• _Given passage_

- - - - - - -

Burned by passage of the 1993 North America Free Trade Agreement, labor leaders have launched a broad offensive against the Clinton administration's plan to normalize trade with China. Members of the Steelworkers have written 200,000 letters to members of Congress, and the AFL-CIO has organized demonstrations in 32 key congressional districts. Workers at an Ohio Rubbermaid factory sent a bath mat to a state U.S. Representative with a message on the back explaining that most of their plant was moving to Mexico and they did not want the rest moving to China. Congress will vote on the measure May 22.

About 20 companies around the world are genetically altering plants to grow pharmaceuticals, the NYT reports. "Biopharming" might produce a cheaper way of producing key proteins that are now cooked up in--exquisite image--"genetically modified mammalian cells grown in vats." A sidebar appears with the jump: Almost all volunteers in a Baltimore experiment showed some immunity to a digestive track virus by eating potatoes modified to grow a viral protein. Unseen benefit: Next-generation vegetables might remove that lingering ambiguity for those who can never remember whether carrots really are good for your eyes or if that was just parental inducement to eat them.

Yale economist Robert Shiller, author of Irrational Exuberance, says in the Post's "Outlook" section that the stock market's current speculative bubble will fizzle rather than burst. He reminds readers that the Wall Street crash of Oct. 28-29, 1929, had been practically erased by mid-April 1930; however, between Sept. 7, 1929 and June 1, 1932--a period in which the Standard & Poor's Composite had fallen 86 percent--Wall Street had seen 365 up days and 431 down days.

No news about the 21 people held hostage by insurgents from the southern Philippines, but the LAT delivers an update on the nation's 29-year-old civil war, which has killed 120,000 people. Although peace talks broke down two weeks ago, both the government and rebels have concluded that the only solution is political, not military. Which is not to say that fighting will cease. Rebels say that the government has repeatedly promised and failed to develop the predominantly Muslim Mindanao region. Critics of the rebels say their belligerence frightens potential investors.

- - - - - - -

• _Raw data_

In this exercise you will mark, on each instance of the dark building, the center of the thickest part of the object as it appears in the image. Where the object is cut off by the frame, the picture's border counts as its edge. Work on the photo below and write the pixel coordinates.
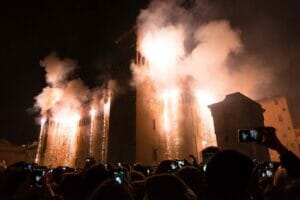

- - - - - - -

• _The problem_
Continue the news roundup on China trade, biopharming, the stock market, and the Philippine civil war, starting after its final sentence.

• _Task response_
With Pope John Paul II in attendance, the Vatican secretary of state revealed the long-fabled "third secret of Fátima" before 600,000 people in Fátima, Portugal, according to LAT and NYT front-pagers. On that site in 1917, three children are believed to have seen the Virgin Mary, who is believed to have revealed three prophesies. The last, a secret until yesterday, warned that a "bishop clothed in white" would be shot. Vatican officials believe that the 1981 assassination attempt on the pope, which occurred on the anniversary of the Fátima apparition, fulfilled the prophesy.

The NYTMagazine runs a six-page profile of Elie Samaha, producer of the spectacularly panned John Travolta sci-fi flick, Battlefield Earth. The article assumes a chummy neutrality toward its subject, lightly skeptical, which would be completely unremarkable had it not appeared immediately after spontaneous critical consensus this week that the $90 million movie makes Waterworld look like Gone With the Wind. Read this, this, and this, and then try to read this statement without biting your knuckles: " 'This movie is so strong,' Samaha says. He is reminded that he hasn't seen the finished version. 'I know,' he says, tapping his forehead. 'It's going to be great.' " The piece ends with a subtle nod toward the movie's uncertain future, but the judgment is already in: The publicity machine did its job, but Samaha & Co. fumbled.